### Records for this exercise
────────────────

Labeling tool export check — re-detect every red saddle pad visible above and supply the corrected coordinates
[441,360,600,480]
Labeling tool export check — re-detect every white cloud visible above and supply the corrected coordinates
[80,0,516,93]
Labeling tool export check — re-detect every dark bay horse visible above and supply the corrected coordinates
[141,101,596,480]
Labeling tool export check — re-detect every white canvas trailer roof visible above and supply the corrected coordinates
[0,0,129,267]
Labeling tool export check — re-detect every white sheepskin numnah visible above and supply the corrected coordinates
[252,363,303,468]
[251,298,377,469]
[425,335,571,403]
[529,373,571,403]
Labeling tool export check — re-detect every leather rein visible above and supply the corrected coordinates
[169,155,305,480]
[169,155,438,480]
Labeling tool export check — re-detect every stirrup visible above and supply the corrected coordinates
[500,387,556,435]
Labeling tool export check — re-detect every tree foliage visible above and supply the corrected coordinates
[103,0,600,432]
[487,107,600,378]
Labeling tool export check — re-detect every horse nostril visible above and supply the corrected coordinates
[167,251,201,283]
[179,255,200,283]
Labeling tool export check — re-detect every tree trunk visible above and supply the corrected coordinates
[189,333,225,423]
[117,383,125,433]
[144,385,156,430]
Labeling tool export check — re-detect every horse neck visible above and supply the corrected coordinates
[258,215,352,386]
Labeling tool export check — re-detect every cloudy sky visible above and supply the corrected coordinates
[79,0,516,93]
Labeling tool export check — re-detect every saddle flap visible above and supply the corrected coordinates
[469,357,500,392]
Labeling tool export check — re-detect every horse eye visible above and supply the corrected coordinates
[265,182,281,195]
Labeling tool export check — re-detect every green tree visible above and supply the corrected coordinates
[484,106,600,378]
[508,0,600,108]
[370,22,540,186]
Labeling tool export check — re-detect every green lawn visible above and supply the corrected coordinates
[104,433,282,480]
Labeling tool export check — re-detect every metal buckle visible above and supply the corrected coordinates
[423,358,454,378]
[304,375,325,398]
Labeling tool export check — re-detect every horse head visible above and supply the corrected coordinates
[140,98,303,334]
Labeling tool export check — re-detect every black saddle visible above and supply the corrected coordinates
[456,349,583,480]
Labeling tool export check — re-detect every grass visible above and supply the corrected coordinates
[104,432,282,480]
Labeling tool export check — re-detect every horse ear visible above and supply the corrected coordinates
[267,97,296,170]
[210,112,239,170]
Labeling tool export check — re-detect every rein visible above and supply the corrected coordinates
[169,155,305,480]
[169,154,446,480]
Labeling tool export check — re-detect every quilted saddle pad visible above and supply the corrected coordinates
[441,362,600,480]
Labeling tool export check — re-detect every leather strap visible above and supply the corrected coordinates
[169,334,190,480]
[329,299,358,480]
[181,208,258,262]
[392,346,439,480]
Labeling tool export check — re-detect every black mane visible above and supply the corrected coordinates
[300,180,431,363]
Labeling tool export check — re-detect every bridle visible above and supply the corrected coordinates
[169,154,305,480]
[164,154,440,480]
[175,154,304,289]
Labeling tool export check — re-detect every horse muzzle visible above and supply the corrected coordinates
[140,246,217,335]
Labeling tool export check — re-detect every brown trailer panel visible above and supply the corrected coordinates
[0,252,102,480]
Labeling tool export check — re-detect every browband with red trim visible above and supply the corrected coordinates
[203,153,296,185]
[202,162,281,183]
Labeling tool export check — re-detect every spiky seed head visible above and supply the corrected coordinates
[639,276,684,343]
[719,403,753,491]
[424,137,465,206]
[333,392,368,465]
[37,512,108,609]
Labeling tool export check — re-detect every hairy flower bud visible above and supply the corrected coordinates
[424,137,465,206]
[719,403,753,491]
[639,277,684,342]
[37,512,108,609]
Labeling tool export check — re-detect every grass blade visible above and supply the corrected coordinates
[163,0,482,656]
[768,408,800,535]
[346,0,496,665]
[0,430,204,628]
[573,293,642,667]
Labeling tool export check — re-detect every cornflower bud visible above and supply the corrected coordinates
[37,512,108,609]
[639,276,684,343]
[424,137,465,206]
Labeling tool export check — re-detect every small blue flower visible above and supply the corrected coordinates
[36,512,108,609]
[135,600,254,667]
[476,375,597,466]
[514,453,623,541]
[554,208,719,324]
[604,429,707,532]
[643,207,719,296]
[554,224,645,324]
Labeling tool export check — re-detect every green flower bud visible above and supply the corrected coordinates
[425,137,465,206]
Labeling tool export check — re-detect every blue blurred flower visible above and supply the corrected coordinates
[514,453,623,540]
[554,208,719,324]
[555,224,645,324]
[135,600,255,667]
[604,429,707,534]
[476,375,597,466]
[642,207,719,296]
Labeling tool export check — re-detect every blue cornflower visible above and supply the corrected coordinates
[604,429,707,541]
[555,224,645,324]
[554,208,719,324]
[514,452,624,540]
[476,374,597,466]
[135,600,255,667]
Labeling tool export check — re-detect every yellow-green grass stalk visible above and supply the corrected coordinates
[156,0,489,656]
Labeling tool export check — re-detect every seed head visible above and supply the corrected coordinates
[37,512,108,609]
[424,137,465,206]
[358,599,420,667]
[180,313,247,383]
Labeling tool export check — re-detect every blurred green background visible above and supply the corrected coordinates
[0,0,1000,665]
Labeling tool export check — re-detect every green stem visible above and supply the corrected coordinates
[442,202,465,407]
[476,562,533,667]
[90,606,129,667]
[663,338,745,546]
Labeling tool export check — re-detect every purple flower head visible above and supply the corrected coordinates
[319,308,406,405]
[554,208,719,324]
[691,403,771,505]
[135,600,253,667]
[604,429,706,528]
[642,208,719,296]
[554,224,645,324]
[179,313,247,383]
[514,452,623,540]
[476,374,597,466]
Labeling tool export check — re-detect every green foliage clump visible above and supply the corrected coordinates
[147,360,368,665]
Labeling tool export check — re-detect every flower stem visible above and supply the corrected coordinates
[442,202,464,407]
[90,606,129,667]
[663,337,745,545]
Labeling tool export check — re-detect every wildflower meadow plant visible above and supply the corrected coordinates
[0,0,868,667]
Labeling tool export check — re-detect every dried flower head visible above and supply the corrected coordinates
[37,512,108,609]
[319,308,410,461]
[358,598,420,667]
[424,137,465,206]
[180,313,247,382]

────────────────

### Directions
Could you write out every line again, starting with the line containing "Labeling tool export check — re-detect every white cloud" and going on through the line containing "[144,385,156,430]", adding -93 to each number in the bounding-box coordinates and leaving the text lines unchanged?

### In response
Labeling tool export check — re-detect every white cloud visible above and supply the corrected coordinates
[-13,-93,423,0]
Labeling tool export check — re-detect every dark bay horse visible above and supply the corrected coordinates
[48,8,503,387]
Labeling tool export check — re-detect every white canvas trailer roof visible above and supply the corrected coordinates
[-93,-93,36,174]
Labeling tool export check — re-detect every white sheepskin numnah visible above and supply the corrected coordinates
[159,270,210,375]
[158,205,284,376]
[332,242,478,310]
[436,280,478,310]
Labeling tool export check — re-detect every leather rein visible above and supply the corrected coordinates
[76,62,212,387]
[76,62,345,387]
Labeling tool export check — re-detect every stirrup visible above and supply the corrected coordinates
[407,294,463,342]
Labeling tool export check — re-detect every tree foliage visible above and supply the corrected coordinates
[10,-93,507,339]
[394,14,507,285]
Labeling tool export check — re-detect every horse nostril visible above and supply the corrected coordinates
[74,158,108,190]
[86,162,107,190]
Labeling tool export check — re-detect every tree trunk visible above and supply the corrected coordinates
[96,240,132,330]
[24,290,32,340]
[51,292,63,337]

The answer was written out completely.